Pointing records
──────────

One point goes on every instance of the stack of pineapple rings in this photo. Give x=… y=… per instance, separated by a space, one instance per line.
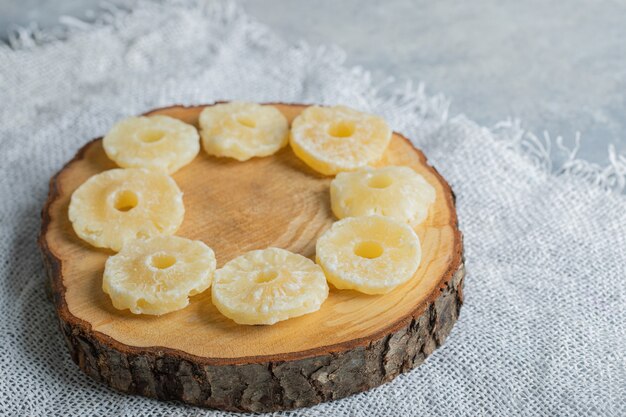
x=135 y=211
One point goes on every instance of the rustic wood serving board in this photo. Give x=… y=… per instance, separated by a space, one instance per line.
x=196 y=355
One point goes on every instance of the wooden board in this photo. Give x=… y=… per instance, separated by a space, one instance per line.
x=196 y=355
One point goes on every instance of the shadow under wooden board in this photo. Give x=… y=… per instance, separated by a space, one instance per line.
x=196 y=355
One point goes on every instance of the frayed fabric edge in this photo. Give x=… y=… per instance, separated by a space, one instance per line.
x=432 y=110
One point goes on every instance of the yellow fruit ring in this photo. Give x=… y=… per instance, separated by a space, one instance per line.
x=335 y=139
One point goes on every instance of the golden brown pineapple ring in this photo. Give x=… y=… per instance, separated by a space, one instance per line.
x=335 y=139
x=242 y=130
x=157 y=275
x=267 y=286
x=159 y=143
x=370 y=254
x=120 y=205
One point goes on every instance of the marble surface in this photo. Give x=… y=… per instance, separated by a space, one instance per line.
x=558 y=66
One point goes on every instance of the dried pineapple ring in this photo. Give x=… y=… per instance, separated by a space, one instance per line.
x=157 y=275
x=267 y=286
x=393 y=191
x=370 y=254
x=335 y=139
x=243 y=130
x=120 y=205
x=159 y=143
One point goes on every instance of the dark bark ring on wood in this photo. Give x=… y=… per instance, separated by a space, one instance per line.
x=269 y=380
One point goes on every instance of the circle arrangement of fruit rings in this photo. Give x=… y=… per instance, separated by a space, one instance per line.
x=373 y=250
x=306 y=245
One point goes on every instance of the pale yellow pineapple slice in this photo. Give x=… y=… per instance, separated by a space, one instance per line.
x=159 y=143
x=370 y=254
x=267 y=286
x=157 y=275
x=243 y=130
x=394 y=191
x=335 y=139
x=120 y=205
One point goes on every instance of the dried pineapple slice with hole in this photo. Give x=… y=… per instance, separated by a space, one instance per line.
x=370 y=254
x=267 y=286
x=335 y=139
x=242 y=130
x=157 y=142
x=394 y=191
x=120 y=205
x=157 y=275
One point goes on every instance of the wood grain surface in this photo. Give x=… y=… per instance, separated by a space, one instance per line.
x=235 y=207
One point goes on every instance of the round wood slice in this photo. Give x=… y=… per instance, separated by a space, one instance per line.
x=198 y=356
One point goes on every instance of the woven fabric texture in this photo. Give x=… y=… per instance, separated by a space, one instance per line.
x=543 y=328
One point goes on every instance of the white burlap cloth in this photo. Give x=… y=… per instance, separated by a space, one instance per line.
x=542 y=331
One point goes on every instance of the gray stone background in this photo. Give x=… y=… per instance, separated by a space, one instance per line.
x=559 y=66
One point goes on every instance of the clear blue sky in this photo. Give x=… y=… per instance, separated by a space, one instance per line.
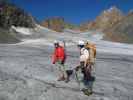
x=75 y=11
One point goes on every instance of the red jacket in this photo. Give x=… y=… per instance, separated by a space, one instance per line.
x=59 y=54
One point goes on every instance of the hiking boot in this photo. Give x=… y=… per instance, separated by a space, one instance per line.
x=87 y=92
x=61 y=79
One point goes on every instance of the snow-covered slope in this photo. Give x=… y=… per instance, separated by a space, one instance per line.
x=26 y=71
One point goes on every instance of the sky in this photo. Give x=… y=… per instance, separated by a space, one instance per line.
x=74 y=11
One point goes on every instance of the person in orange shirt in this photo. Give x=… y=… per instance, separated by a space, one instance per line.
x=58 y=58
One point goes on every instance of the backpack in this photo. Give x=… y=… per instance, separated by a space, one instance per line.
x=92 y=52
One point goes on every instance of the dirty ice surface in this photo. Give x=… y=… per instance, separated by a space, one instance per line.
x=26 y=72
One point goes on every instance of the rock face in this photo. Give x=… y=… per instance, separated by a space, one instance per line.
x=55 y=23
x=105 y=20
x=58 y=24
x=108 y=18
x=11 y=15
x=122 y=31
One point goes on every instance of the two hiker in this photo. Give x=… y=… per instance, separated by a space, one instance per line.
x=83 y=71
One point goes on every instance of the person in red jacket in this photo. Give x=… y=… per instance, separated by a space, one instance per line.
x=59 y=58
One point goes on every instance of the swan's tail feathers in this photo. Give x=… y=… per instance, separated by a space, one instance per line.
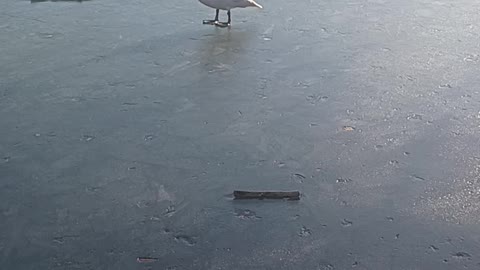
x=255 y=4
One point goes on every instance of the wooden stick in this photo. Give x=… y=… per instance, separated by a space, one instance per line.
x=243 y=195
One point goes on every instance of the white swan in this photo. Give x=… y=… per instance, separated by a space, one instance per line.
x=226 y=5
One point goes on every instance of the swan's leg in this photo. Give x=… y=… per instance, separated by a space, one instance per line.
x=225 y=24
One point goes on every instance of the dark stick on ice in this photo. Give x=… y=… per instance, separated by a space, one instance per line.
x=244 y=195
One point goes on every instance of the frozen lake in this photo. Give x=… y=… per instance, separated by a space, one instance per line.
x=125 y=125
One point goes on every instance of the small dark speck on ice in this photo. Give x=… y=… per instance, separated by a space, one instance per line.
x=461 y=255
x=346 y=223
x=185 y=239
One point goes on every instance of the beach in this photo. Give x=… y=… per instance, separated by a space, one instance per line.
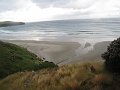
x=63 y=52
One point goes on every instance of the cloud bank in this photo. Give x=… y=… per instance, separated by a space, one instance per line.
x=41 y=10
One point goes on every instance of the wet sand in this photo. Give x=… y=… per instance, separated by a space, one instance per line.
x=64 y=52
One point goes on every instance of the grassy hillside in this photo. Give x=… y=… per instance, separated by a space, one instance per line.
x=86 y=76
x=16 y=59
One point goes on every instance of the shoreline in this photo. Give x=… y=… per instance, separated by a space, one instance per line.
x=63 y=52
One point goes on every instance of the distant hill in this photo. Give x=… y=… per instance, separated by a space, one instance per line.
x=10 y=23
x=17 y=59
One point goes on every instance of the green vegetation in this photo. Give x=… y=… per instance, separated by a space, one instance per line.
x=112 y=56
x=16 y=59
x=85 y=76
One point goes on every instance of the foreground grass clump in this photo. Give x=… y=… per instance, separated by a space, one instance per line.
x=86 y=76
x=16 y=59
x=112 y=56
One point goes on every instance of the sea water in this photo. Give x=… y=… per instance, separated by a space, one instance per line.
x=64 y=30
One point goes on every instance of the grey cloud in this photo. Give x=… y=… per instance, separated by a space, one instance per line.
x=48 y=3
x=6 y=5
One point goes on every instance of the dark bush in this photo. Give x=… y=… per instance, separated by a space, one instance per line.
x=112 y=56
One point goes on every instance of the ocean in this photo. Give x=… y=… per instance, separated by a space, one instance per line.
x=64 y=30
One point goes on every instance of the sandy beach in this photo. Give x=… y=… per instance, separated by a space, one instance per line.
x=64 y=52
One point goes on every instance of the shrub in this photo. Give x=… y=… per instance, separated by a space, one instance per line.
x=112 y=56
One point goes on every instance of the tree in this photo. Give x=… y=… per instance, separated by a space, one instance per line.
x=112 y=56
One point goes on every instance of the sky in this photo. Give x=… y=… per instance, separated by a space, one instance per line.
x=45 y=10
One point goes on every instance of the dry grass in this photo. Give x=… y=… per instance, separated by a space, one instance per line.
x=67 y=77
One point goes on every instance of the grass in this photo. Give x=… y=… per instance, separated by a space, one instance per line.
x=16 y=59
x=67 y=77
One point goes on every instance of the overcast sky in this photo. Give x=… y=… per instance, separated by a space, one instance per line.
x=40 y=10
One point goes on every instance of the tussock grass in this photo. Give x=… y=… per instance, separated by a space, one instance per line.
x=67 y=77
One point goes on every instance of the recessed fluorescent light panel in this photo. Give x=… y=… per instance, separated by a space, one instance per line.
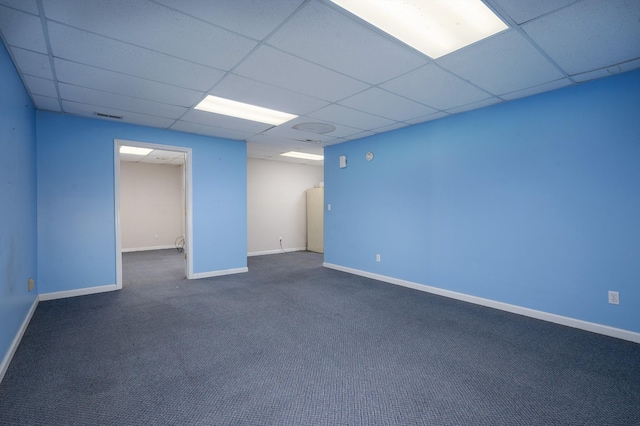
x=303 y=155
x=134 y=150
x=245 y=111
x=434 y=27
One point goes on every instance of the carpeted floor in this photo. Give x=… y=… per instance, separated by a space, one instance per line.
x=293 y=343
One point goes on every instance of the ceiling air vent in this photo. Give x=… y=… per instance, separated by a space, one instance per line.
x=115 y=117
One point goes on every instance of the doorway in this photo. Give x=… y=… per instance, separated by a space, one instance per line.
x=155 y=154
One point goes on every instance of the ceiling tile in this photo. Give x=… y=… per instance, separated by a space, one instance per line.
x=429 y=117
x=22 y=30
x=475 y=105
x=384 y=104
x=40 y=86
x=224 y=121
x=287 y=131
x=435 y=87
x=109 y=81
x=32 y=63
x=81 y=46
x=252 y=18
x=25 y=5
x=501 y=64
x=265 y=95
x=323 y=35
x=154 y=27
x=526 y=10
x=563 y=82
x=607 y=72
x=201 y=129
x=128 y=117
x=46 y=103
x=589 y=35
x=350 y=117
x=280 y=69
x=119 y=102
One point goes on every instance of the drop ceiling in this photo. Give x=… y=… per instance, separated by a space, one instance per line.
x=150 y=62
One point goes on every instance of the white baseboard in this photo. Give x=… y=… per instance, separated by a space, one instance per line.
x=16 y=340
x=532 y=313
x=129 y=250
x=277 y=251
x=219 y=273
x=78 y=292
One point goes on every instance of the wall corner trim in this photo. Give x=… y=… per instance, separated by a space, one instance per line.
x=78 y=292
x=16 y=340
x=532 y=313
x=219 y=273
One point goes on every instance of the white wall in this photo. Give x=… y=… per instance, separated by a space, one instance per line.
x=151 y=202
x=276 y=204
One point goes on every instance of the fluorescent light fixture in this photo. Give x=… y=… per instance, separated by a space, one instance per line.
x=134 y=150
x=241 y=110
x=434 y=27
x=303 y=155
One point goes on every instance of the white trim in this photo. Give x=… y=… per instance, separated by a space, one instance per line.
x=16 y=340
x=532 y=313
x=129 y=250
x=78 y=292
x=278 y=251
x=220 y=273
x=188 y=201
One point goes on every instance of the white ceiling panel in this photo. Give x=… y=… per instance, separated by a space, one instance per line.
x=429 y=117
x=384 y=104
x=128 y=117
x=537 y=89
x=323 y=35
x=119 y=102
x=350 y=117
x=607 y=72
x=501 y=64
x=154 y=27
x=69 y=43
x=41 y=86
x=526 y=10
x=475 y=105
x=252 y=18
x=201 y=129
x=46 y=103
x=435 y=87
x=272 y=66
x=613 y=34
x=22 y=30
x=224 y=121
x=25 y=5
x=32 y=63
x=152 y=61
x=265 y=95
x=109 y=81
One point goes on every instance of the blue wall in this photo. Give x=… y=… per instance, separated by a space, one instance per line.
x=76 y=223
x=534 y=202
x=17 y=202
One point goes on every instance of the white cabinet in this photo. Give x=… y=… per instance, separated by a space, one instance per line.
x=315 y=220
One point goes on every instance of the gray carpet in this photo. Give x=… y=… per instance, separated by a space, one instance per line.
x=292 y=343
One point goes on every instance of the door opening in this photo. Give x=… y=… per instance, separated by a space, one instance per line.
x=142 y=235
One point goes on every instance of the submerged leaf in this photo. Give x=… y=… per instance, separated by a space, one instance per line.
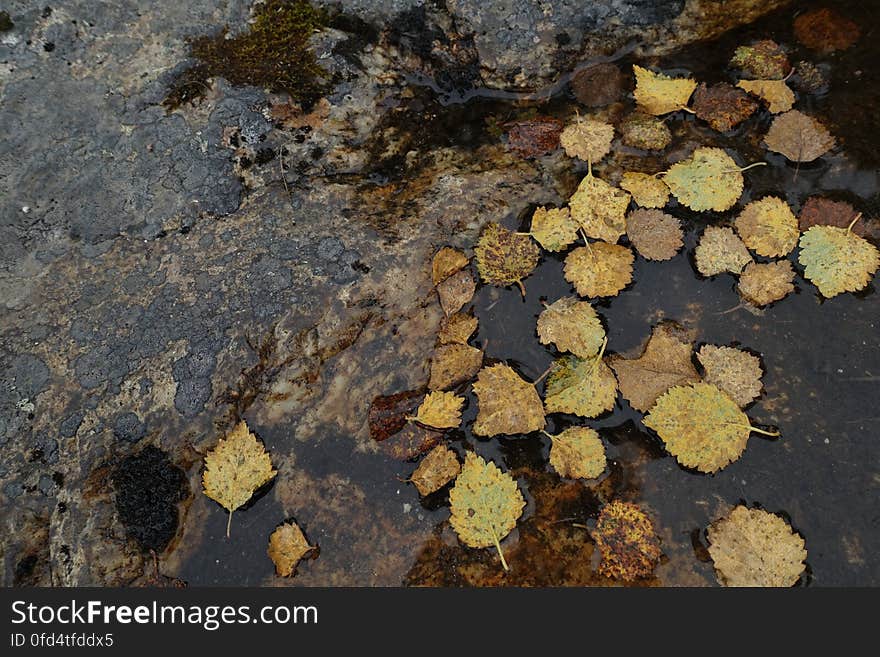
x=701 y=426
x=627 y=542
x=660 y=94
x=752 y=547
x=655 y=234
x=768 y=227
x=837 y=260
x=708 y=180
x=578 y=453
x=572 y=325
x=736 y=372
x=798 y=137
x=599 y=269
x=507 y=404
x=235 y=469
x=719 y=251
x=762 y=283
x=665 y=362
x=485 y=504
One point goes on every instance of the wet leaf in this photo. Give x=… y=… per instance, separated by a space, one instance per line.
x=798 y=137
x=701 y=426
x=447 y=261
x=736 y=372
x=599 y=209
x=723 y=106
x=457 y=329
x=578 y=453
x=768 y=227
x=763 y=60
x=507 y=404
x=645 y=131
x=719 y=251
x=485 y=504
x=453 y=364
x=761 y=284
x=708 y=180
x=504 y=257
x=456 y=291
x=664 y=363
x=660 y=94
x=440 y=410
x=287 y=545
x=438 y=468
x=585 y=387
x=572 y=325
x=627 y=542
x=553 y=228
x=752 y=547
x=837 y=260
x=825 y=30
x=647 y=190
x=587 y=139
x=534 y=137
x=775 y=93
x=599 y=269
x=655 y=234
x=235 y=469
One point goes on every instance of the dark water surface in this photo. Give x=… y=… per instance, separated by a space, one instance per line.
x=820 y=357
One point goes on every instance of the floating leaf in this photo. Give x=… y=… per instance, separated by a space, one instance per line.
x=720 y=250
x=440 y=410
x=660 y=94
x=645 y=131
x=825 y=30
x=485 y=504
x=761 y=283
x=701 y=426
x=752 y=547
x=587 y=139
x=647 y=190
x=708 y=180
x=723 y=106
x=798 y=137
x=553 y=228
x=763 y=60
x=655 y=234
x=572 y=325
x=599 y=269
x=627 y=542
x=504 y=257
x=599 y=209
x=533 y=137
x=736 y=372
x=453 y=364
x=837 y=260
x=578 y=453
x=582 y=386
x=235 y=469
x=664 y=363
x=447 y=261
x=456 y=291
x=457 y=329
x=776 y=93
x=507 y=404
x=768 y=227
x=438 y=468
x=287 y=545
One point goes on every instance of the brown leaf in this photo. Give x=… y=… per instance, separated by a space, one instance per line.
x=665 y=362
x=723 y=106
x=825 y=30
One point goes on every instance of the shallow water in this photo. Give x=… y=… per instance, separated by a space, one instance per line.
x=820 y=358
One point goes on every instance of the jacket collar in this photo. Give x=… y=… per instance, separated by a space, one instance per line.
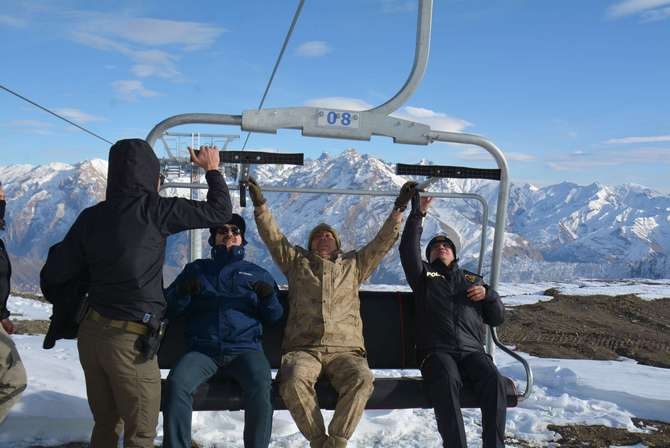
x=222 y=256
x=442 y=268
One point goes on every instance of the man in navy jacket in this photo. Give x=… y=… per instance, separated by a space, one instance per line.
x=225 y=300
x=452 y=306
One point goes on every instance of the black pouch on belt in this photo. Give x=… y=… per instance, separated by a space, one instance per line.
x=149 y=344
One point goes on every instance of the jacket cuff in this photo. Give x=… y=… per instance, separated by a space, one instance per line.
x=213 y=176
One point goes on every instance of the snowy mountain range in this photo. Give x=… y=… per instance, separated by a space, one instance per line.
x=558 y=232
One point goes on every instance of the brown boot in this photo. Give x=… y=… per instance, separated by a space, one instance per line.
x=336 y=442
x=319 y=442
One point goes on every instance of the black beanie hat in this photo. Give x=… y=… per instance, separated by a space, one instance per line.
x=235 y=220
x=440 y=238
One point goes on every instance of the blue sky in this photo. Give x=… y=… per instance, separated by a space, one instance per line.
x=570 y=90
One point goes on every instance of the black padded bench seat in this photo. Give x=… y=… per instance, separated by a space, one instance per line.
x=388 y=328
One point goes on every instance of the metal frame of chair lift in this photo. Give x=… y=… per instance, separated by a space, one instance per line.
x=362 y=125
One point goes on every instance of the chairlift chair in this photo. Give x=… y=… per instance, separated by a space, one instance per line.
x=389 y=341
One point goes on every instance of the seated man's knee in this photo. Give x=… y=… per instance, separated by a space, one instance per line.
x=174 y=384
x=365 y=380
x=290 y=385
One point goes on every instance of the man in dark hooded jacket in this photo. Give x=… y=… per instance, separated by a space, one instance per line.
x=118 y=246
x=225 y=301
x=452 y=306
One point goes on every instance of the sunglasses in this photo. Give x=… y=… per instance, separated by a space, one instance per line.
x=226 y=229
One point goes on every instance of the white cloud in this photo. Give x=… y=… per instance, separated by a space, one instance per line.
x=585 y=161
x=647 y=9
x=313 y=49
x=648 y=139
x=656 y=15
x=147 y=62
x=398 y=6
x=153 y=45
x=31 y=126
x=77 y=116
x=519 y=156
x=148 y=31
x=14 y=22
x=131 y=90
x=437 y=121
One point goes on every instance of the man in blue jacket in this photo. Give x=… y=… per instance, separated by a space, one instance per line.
x=452 y=306
x=225 y=300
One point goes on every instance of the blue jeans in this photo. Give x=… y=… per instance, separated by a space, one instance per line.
x=251 y=370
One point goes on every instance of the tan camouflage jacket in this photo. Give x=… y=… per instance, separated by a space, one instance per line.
x=324 y=308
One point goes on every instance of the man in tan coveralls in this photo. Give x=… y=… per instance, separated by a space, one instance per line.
x=12 y=372
x=324 y=331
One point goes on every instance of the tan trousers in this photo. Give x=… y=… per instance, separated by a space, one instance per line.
x=351 y=377
x=123 y=389
x=12 y=374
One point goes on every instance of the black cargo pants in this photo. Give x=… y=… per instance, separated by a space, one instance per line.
x=444 y=374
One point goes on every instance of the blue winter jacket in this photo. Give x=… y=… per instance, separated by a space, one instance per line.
x=223 y=314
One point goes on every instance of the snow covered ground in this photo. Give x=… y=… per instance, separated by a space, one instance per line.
x=54 y=409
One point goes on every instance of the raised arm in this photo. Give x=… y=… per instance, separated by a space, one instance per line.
x=178 y=214
x=283 y=252
x=372 y=254
x=410 y=243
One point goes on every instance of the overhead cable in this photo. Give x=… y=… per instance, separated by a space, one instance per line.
x=54 y=114
x=281 y=54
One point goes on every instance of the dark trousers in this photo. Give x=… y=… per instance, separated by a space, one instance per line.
x=251 y=370
x=444 y=374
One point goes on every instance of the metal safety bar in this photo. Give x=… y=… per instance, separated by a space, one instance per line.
x=362 y=125
x=352 y=192
x=529 y=372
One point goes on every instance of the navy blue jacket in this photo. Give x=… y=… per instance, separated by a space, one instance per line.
x=446 y=318
x=224 y=315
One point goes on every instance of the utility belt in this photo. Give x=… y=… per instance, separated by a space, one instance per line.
x=151 y=330
x=126 y=325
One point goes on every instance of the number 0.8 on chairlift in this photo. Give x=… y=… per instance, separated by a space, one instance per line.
x=338 y=118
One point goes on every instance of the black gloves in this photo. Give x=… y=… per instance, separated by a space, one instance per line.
x=189 y=287
x=406 y=193
x=416 y=204
x=263 y=290
x=255 y=192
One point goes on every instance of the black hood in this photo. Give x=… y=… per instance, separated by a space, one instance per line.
x=133 y=168
x=2 y=214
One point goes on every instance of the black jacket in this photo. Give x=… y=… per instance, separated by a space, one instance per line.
x=118 y=245
x=446 y=318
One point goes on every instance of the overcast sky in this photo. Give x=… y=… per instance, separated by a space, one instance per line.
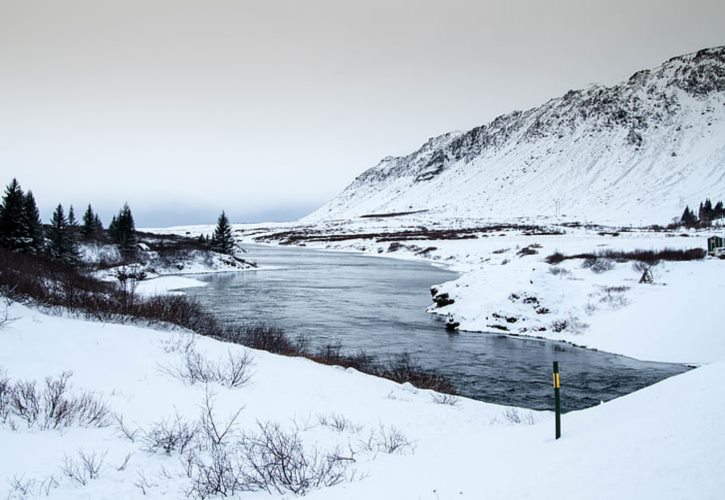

──────────

> **What this task involves**
Please give the material again starting with the line that contains "One point goes on every instance of the wood grain" and going on through the line that contains "x=543 y=328", and give only those lines. Swap "round wood slice" for "circular wood slice" and keep everything else unchanged.

> **The reply**
One point goes on every instance of the wood grain surface in this photo. Give x=… y=… per instance, separated by a space, one instance per line.
x=235 y=207
One point goes on every instance of the circular wood slice in this photo. Give x=… y=… per instance, separated by a space, one instance per line.
x=198 y=356
One point goes on every instance of the woven fabric texture in this photo. Give x=… y=… per instance, separated by a space, one instance per line.
x=543 y=328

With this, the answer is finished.